Record extracts START
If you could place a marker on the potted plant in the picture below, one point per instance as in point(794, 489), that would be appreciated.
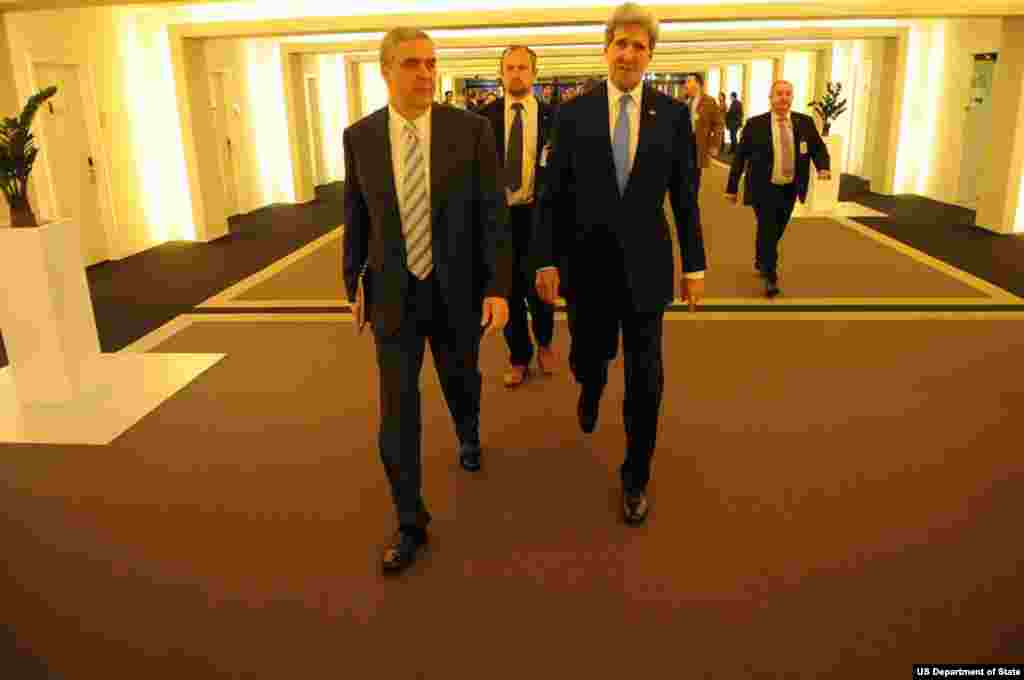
point(17, 154)
point(830, 107)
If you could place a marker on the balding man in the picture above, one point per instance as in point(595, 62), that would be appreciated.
point(778, 145)
point(425, 227)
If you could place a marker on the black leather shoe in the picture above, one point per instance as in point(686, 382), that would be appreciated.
point(469, 457)
point(635, 507)
point(401, 553)
point(587, 409)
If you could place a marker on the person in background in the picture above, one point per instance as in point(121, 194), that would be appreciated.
point(432, 258)
point(709, 126)
point(521, 126)
point(775, 153)
point(734, 121)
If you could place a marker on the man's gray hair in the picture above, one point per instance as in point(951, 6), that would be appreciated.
point(395, 36)
point(630, 13)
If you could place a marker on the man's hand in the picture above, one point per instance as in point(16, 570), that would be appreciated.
point(356, 308)
point(496, 314)
point(547, 285)
point(693, 291)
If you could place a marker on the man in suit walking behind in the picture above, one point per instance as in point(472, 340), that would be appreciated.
point(734, 121)
point(425, 213)
point(708, 123)
point(602, 239)
point(776, 152)
point(521, 125)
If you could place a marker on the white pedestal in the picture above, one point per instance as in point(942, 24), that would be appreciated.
point(822, 196)
point(46, 315)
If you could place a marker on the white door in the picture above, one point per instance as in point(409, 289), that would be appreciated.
point(226, 154)
point(977, 128)
point(315, 138)
point(65, 143)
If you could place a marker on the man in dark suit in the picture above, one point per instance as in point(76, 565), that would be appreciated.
point(523, 123)
point(707, 122)
point(734, 121)
point(776, 153)
point(426, 215)
point(602, 239)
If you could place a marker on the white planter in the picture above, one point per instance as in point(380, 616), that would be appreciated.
point(46, 317)
point(822, 195)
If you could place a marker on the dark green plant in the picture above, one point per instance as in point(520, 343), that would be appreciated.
point(17, 154)
point(830, 105)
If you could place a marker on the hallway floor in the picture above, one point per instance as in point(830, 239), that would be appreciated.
point(836, 491)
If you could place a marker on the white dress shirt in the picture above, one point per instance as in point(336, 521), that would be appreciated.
point(530, 113)
point(396, 130)
point(776, 140)
point(614, 100)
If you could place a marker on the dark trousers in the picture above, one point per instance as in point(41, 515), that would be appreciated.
point(524, 294)
point(399, 358)
point(595, 317)
point(733, 137)
point(773, 207)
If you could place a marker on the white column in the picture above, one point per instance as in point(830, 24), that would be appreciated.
point(1000, 185)
point(48, 325)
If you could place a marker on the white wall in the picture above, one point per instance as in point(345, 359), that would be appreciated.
point(762, 74)
point(129, 53)
point(374, 87)
point(334, 108)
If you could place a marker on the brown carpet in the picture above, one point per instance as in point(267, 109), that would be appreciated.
point(836, 498)
point(819, 258)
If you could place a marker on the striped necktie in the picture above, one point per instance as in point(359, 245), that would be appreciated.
point(416, 216)
point(785, 142)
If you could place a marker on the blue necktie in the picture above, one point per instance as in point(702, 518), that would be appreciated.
point(621, 143)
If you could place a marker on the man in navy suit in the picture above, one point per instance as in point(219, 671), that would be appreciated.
point(602, 239)
point(425, 225)
point(521, 124)
point(776, 152)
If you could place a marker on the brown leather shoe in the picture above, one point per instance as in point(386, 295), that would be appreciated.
point(546, 360)
point(516, 375)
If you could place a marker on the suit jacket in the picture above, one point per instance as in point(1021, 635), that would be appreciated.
point(496, 114)
point(471, 251)
point(734, 118)
point(581, 198)
point(757, 156)
point(710, 129)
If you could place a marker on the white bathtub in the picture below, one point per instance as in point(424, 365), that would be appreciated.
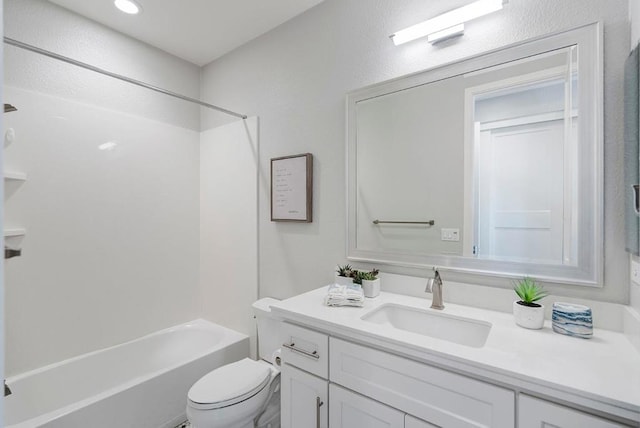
point(142, 383)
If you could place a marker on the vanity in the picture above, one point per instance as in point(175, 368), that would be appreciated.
point(397, 363)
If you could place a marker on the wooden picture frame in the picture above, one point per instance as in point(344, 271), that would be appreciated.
point(292, 188)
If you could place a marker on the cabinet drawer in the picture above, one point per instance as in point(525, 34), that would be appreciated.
point(441, 397)
point(534, 413)
point(411, 422)
point(306, 349)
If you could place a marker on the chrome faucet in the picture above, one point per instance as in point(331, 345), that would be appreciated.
point(434, 286)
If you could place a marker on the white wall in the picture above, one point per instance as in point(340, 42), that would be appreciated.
point(229, 224)
point(634, 18)
point(2, 284)
point(48, 26)
point(296, 77)
point(111, 251)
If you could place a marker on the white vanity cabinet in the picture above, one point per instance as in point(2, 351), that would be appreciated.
point(436, 396)
point(349, 410)
point(535, 413)
point(304, 399)
point(328, 382)
point(304, 386)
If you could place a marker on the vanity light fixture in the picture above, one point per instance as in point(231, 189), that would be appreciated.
point(128, 6)
point(447, 25)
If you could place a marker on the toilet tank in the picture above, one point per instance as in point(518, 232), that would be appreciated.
point(268, 328)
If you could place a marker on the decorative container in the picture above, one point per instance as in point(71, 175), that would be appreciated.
point(343, 280)
point(528, 316)
point(371, 288)
point(572, 320)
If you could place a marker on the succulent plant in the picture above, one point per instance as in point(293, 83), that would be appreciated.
point(364, 275)
point(529, 291)
point(346, 271)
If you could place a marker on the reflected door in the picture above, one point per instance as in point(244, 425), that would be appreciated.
point(521, 192)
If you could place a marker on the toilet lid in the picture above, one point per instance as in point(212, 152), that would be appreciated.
point(230, 384)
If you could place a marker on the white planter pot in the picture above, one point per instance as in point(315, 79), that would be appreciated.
point(371, 288)
point(343, 280)
point(528, 317)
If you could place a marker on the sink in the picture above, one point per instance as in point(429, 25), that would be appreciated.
point(464, 331)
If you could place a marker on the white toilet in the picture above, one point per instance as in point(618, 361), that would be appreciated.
point(233, 396)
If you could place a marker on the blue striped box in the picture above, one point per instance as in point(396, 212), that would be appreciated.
point(572, 320)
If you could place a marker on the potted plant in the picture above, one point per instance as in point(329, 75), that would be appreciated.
point(526, 311)
point(344, 275)
point(369, 281)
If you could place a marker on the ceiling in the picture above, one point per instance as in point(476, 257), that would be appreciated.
point(198, 31)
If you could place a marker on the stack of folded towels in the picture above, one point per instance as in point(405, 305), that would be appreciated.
point(344, 295)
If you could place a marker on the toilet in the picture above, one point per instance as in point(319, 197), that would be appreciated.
point(234, 395)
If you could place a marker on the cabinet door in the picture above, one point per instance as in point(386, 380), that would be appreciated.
point(429, 393)
point(350, 410)
point(536, 413)
point(304, 401)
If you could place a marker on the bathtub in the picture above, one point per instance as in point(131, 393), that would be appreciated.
point(142, 383)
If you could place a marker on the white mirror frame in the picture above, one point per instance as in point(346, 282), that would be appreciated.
point(589, 269)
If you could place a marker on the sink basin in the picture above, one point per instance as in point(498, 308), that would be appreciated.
point(464, 331)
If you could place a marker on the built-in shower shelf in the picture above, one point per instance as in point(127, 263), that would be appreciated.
point(15, 176)
point(10, 233)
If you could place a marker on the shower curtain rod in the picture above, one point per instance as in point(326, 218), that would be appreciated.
point(72, 61)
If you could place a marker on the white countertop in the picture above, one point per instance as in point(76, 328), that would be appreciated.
point(602, 372)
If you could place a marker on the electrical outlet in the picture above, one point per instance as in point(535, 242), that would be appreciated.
point(635, 272)
point(450, 234)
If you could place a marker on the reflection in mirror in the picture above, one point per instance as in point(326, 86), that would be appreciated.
point(524, 159)
point(488, 165)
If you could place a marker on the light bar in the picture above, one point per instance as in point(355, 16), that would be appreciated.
point(448, 24)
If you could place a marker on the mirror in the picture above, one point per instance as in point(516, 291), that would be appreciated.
point(490, 165)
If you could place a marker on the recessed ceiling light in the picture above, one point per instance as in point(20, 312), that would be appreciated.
point(128, 6)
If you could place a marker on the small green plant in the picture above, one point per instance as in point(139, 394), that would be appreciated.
point(529, 291)
point(366, 276)
point(346, 271)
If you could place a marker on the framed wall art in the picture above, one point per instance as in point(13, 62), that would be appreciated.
point(292, 188)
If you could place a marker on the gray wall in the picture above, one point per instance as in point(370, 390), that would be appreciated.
point(295, 79)
point(634, 18)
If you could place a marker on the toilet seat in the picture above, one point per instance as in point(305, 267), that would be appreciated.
point(228, 385)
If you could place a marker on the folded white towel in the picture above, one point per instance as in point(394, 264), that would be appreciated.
point(344, 295)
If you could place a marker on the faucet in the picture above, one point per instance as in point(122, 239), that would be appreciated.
point(434, 285)
point(11, 252)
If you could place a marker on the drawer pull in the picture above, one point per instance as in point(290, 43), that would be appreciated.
point(319, 403)
point(292, 346)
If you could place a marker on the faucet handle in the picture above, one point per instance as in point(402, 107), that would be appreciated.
point(429, 288)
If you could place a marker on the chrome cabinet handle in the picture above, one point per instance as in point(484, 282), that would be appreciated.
point(318, 404)
point(292, 346)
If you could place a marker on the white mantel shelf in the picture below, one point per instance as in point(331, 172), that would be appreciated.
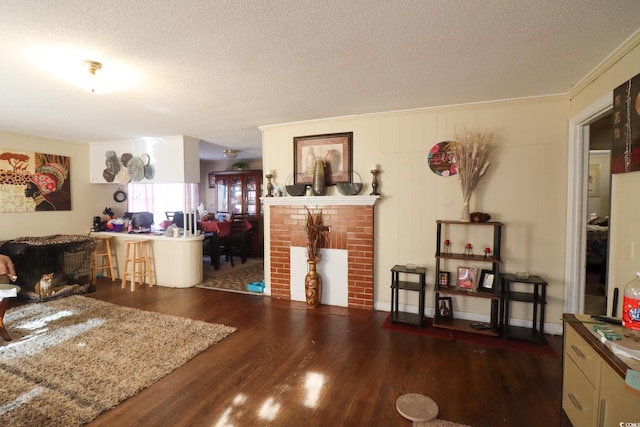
point(320, 201)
Record extracts END
What is required:
Word for word, restate the lines from the line with "If you could place a marker on the toilet seat" through the last line of the entries, and nothing beyond them. Omit pictures.

Exercise answer:
If you could place a marker on the toilet seat in the picture above, one point per instance as in point(305, 267), that would be appreciated.
point(228, 385)
If you could place a marker on the folded white towel in the picture above, one point per instance as in point(394, 264), that would be appreciated.
point(344, 295)
If you could place a marker on the faucet in the picture above, one point per instance as in point(122, 239), that would be appreciated.
point(434, 285)
point(11, 252)
If you could place a marker on the drawer pull in the picture above, one point per instance as in point(290, 43), that would be appreciated.
point(319, 403)
point(292, 346)
If you could place a marker on the faucet handle in the picture above, one point per instance as in point(402, 107), that would be appreciated.
point(429, 288)
If you could place a marker on the chrome cabinet handle in the picture above, one point per instance as in point(484, 282), that would be appreciated.
point(318, 404)
point(292, 346)
If you could place a marker on the white mantel shelf in the picture below, one point per instance as in point(331, 172), that would be appreciated.
point(320, 201)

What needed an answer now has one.